Required task
Please copy out the lines from the one with "of the building" to the one with "Target: building in background", both included, omitting the picture.

Listed entries

↓↓↓

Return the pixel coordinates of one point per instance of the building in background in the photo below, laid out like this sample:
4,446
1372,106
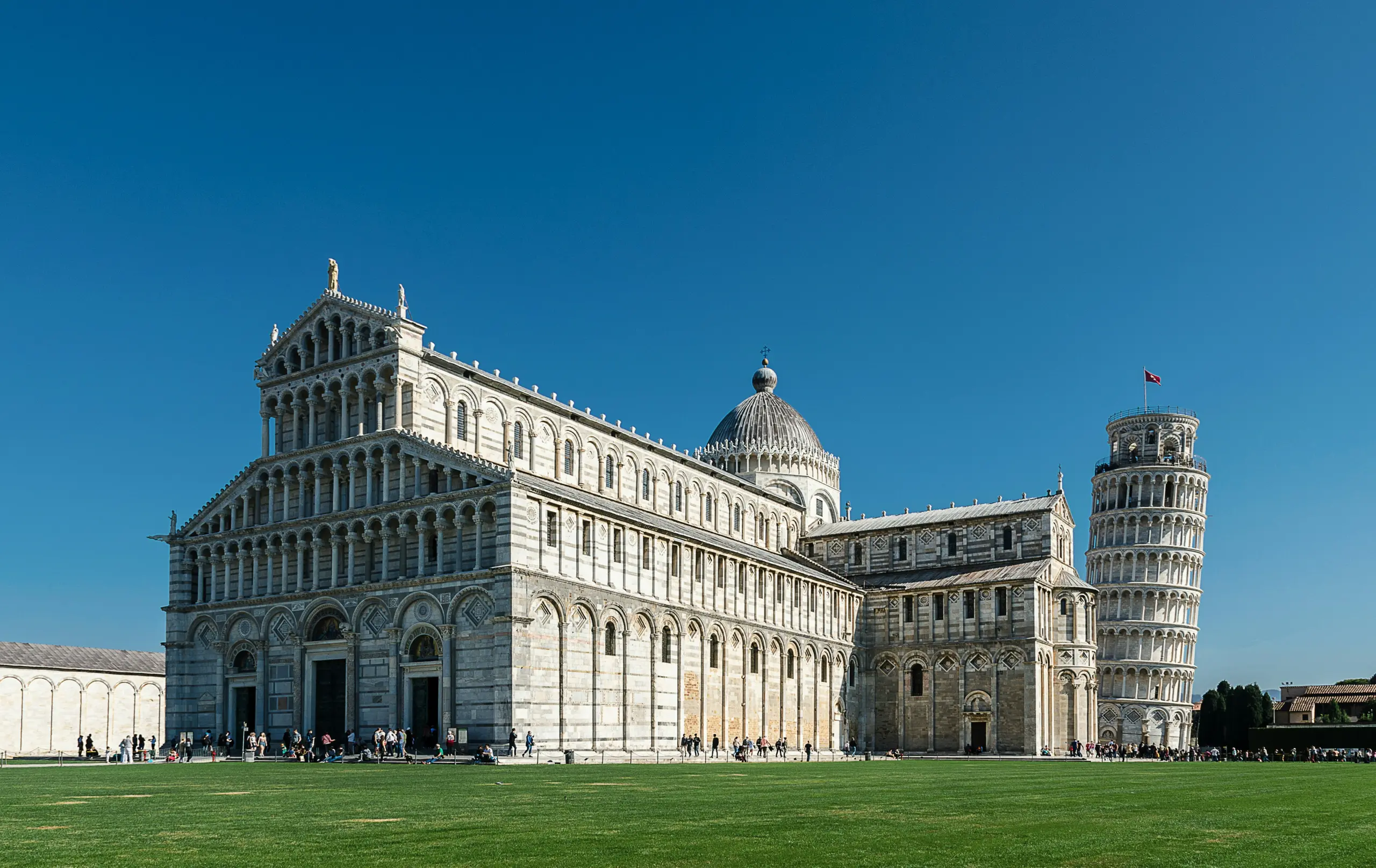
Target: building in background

↑↑↑
↓↓↓

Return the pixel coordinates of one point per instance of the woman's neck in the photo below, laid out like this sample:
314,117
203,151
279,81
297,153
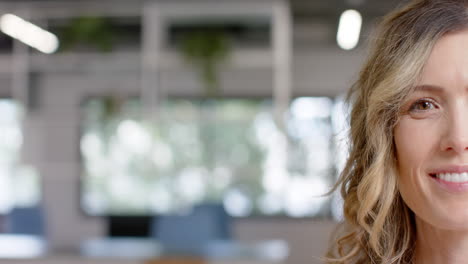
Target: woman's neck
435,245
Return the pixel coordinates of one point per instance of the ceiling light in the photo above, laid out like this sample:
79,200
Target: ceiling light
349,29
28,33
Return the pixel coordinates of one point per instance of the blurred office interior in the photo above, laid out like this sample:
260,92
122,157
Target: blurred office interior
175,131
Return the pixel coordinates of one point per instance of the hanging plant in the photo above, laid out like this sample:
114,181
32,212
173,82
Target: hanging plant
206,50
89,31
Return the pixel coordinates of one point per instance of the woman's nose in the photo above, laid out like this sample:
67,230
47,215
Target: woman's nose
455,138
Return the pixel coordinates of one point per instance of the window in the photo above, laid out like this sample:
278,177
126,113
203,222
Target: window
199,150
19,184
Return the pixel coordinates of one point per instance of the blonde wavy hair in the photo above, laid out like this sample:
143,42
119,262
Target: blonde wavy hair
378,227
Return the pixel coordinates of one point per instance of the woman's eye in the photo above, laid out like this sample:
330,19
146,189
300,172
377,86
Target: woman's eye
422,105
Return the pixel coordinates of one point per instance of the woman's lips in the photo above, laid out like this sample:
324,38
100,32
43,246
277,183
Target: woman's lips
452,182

↑↑↑

Result
Return the pixel coordinates of one point per instance of the building in background in the photo below, laid out like this sample:
4,446
1372,106
Target: building in background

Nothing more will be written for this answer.